Material shown: Begin

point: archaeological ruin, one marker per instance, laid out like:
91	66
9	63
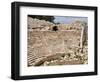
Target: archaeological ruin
56	44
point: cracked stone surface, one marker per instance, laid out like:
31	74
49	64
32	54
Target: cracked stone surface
62	47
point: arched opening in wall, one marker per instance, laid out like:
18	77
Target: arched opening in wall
55	28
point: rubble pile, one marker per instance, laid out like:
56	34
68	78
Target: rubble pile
55	44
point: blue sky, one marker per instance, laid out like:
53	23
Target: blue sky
69	19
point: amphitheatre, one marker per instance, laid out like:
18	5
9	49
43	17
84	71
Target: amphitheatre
52	44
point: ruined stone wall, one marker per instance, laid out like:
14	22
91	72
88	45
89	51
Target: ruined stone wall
46	44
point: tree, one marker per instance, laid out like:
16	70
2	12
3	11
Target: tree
40	17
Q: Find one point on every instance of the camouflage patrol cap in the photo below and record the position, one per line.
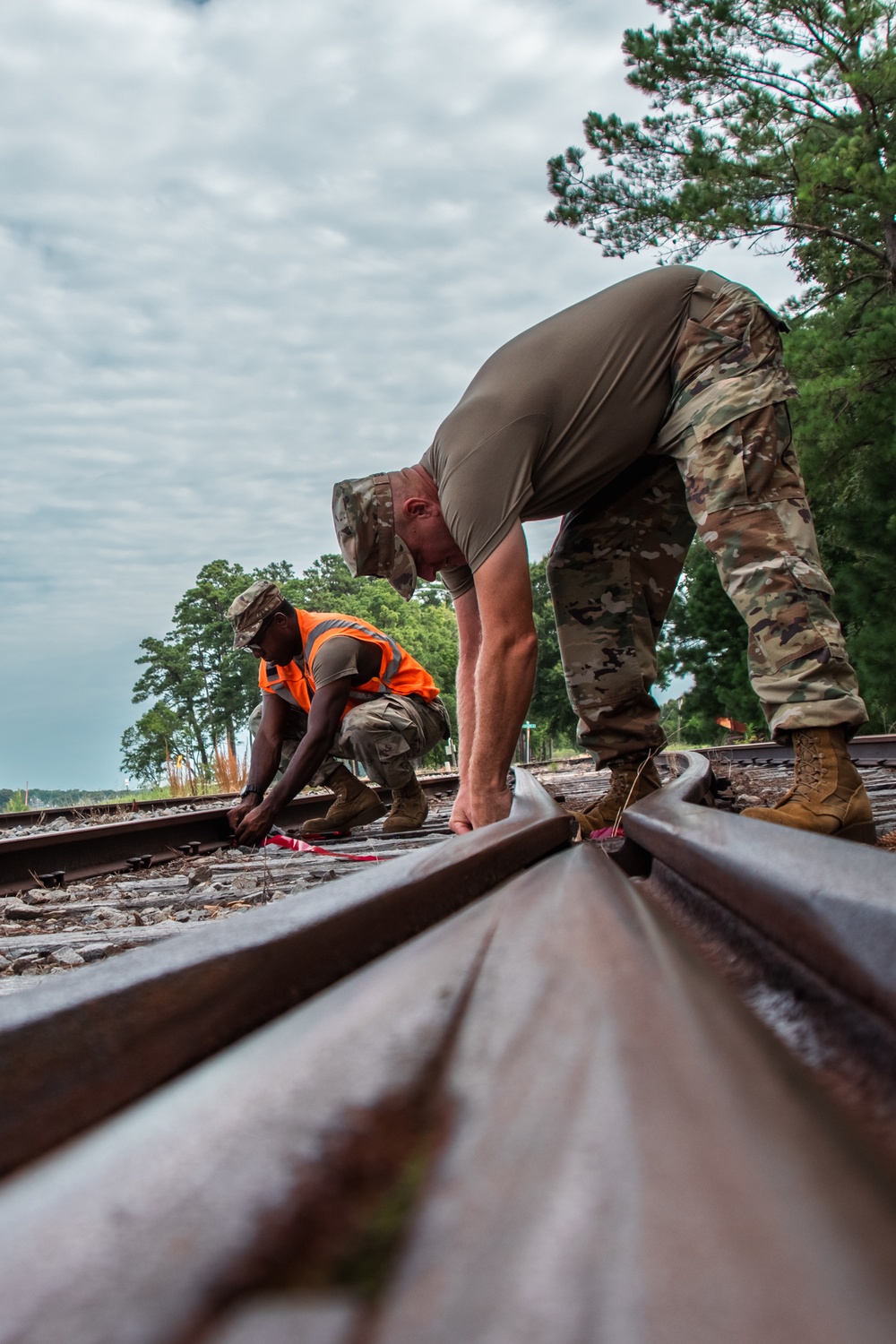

Material shown: End

• Exercise details
Set down, exactly as written, each line from the one that contains "Target: blue sky" to the last line of the records, but none of the pictures.

• Task answer
Target: blue sky
69	19
point: amphitheatre, one marker per instance, laid out like:
18	5
9	49
43	17
84	71
Target: amphitheatre
52	44
point: ruined stone wall, one marker per instance, laid out like:
14	22
91	72
88	45
89	51
Target: ruined stone wall
46	44
point: tree, one marker per instance, laid out like:
16	70
2	12
3	11
Target: tree
40	17
Q: Find one point on every instance of the camouflage patrol cap in the photo below and record the position, one per line.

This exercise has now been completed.